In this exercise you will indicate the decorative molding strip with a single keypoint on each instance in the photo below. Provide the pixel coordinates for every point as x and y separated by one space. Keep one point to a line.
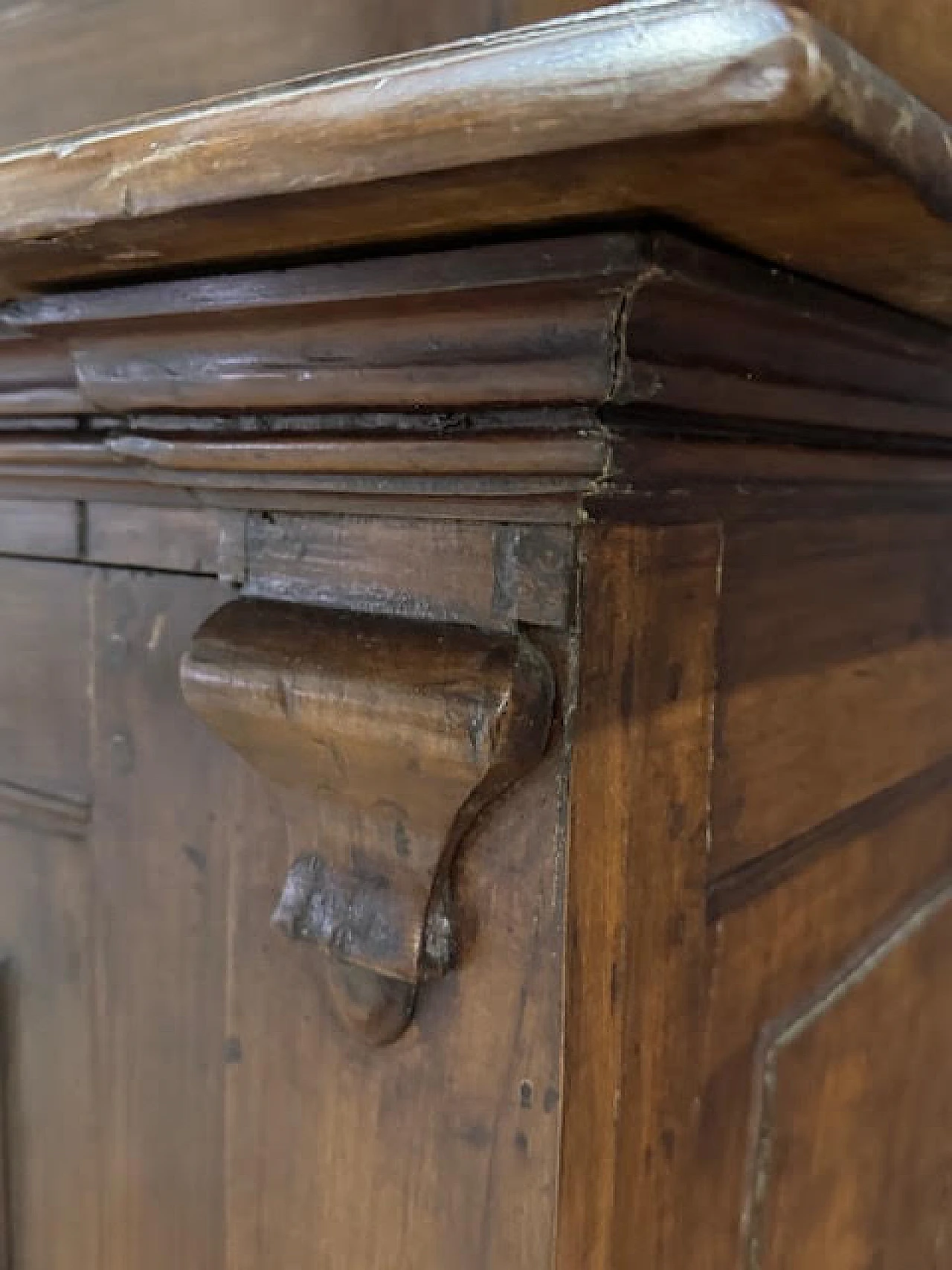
399 733
579 323
43 812
292 472
456 138
787 1029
* * * * *
WHAT NEEDS TO BE DONE: Rewrite the listing above in full, including its request, but shift every pixel coordinate in the answers by adding 143 to both x and y. Leave the picture out.

TASK OUTPUT:
In this exercise you will indicate the decorative molding strip with a single keypoint on each instance in the photo below. Provide the pixel coordinates for every point as x and y separated by one space. Keep one point to a line.
542 876
722 466
186 955
435 615
599 281
930 1172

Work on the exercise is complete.